## Written instruction
Give each line of the material below as a JSON list of strings, one string per line, leaving out any blank lines.

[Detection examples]
■ ■ ■ ■

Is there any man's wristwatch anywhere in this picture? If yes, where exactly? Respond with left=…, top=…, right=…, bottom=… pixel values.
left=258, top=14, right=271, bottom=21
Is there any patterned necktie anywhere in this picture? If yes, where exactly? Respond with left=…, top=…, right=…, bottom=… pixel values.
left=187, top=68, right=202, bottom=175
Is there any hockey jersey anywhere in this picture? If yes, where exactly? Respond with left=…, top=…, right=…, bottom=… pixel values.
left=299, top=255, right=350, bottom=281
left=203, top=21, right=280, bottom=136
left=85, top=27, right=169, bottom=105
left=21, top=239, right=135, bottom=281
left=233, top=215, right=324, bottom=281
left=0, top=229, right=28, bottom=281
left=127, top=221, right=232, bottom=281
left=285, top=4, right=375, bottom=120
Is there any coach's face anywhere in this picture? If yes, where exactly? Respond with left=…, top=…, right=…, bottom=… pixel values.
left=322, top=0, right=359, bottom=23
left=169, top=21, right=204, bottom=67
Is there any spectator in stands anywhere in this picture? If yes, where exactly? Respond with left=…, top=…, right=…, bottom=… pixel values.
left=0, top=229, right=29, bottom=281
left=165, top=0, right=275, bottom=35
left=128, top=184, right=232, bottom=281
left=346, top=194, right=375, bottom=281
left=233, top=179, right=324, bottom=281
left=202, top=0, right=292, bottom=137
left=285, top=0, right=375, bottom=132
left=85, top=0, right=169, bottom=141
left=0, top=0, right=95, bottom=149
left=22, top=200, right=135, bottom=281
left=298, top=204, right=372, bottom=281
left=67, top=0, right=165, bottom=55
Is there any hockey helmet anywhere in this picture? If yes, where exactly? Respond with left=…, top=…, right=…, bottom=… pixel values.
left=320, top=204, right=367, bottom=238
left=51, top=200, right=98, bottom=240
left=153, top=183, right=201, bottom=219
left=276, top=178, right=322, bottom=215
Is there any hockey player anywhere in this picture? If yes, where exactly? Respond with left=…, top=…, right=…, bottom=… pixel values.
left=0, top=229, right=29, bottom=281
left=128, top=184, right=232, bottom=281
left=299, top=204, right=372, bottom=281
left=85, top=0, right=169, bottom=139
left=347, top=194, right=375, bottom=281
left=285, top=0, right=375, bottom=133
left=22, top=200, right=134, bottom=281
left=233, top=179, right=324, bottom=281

■ ■ ■ ■

## Solution below
[
  "Is there any man's wristwatch anywhere in this picture? If yes, where exactly? Respond with left=…, top=…, right=…, bottom=… pixel values.",
  "left=258, top=14, right=271, bottom=21",
  "Is there any patterned necktie anywhere in this picture? If yes, where exactly? Respond with left=…, top=…, right=…, bottom=… pixel values.",
  "left=187, top=68, right=202, bottom=175",
  "Is there any hockey jersey anywhere in this picture? If yes, where exactly? Respond with left=…, top=…, right=…, bottom=… pixel values.",
  "left=299, top=255, right=350, bottom=281",
  "left=203, top=21, right=280, bottom=136",
  "left=85, top=27, right=169, bottom=105",
  "left=21, top=239, right=135, bottom=281",
  "left=233, top=215, right=324, bottom=281",
  "left=0, top=229, right=28, bottom=281",
  "left=127, top=221, right=232, bottom=281",
  "left=285, top=4, right=375, bottom=120",
  "Is there any coach's face anywhere in this picture? If yes, where exactly? Respond with left=…, top=…, right=…, bottom=… pixel values.",
  "left=322, top=0, right=359, bottom=23",
  "left=169, top=21, right=204, bottom=67",
  "Is there any spectator in stands anywhere in this picture? If yes, where exactly? Respond with left=…, top=…, right=…, bottom=… pixel values.",
  "left=0, top=229, right=29, bottom=281",
  "left=165, top=0, right=275, bottom=35",
  "left=128, top=184, right=232, bottom=281",
  "left=346, top=194, right=375, bottom=281",
  "left=233, top=179, right=324, bottom=281",
  "left=202, top=0, right=292, bottom=137",
  "left=285, top=0, right=375, bottom=132",
  "left=85, top=0, right=169, bottom=141",
  "left=0, top=0, right=95, bottom=149",
  "left=22, top=200, right=135, bottom=281",
  "left=298, top=204, right=372, bottom=281",
  "left=67, top=0, right=165, bottom=55",
  "Is there any hockey helmet anywhere in this picture? If yes, where exactly? Respond with left=…, top=…, right=…, bottom=… pixel values.",
  "left=320, top=204, right=367, bottom=238",
  "left=51, top=200, right=98, bottom=240",
  "left=153, top=183, right=201, bottom=219",
  "left=276, top=178, right=322, bottom=215",
  "Is there any hockey player anywhere in this picture? If yes, where exactly? Respond with left=…, top=…, right=…, bottom=… pixel values.",
  "left=0, top=229, right=29, bottom=281",
  "left=128, top=184, right=232, bottom=281",
  "left=299, top=204, right=372, bottom=281",
  "left=85, top=0, right=169, bottom=139",
  "left=347, top=194, right=375, bottom=281",
  "left=285, top=0, right=375, bottom=133",
  "left=22, top=200, right=134, bottom=281",
  "left=233, top=179, right=324, bottom=281"
]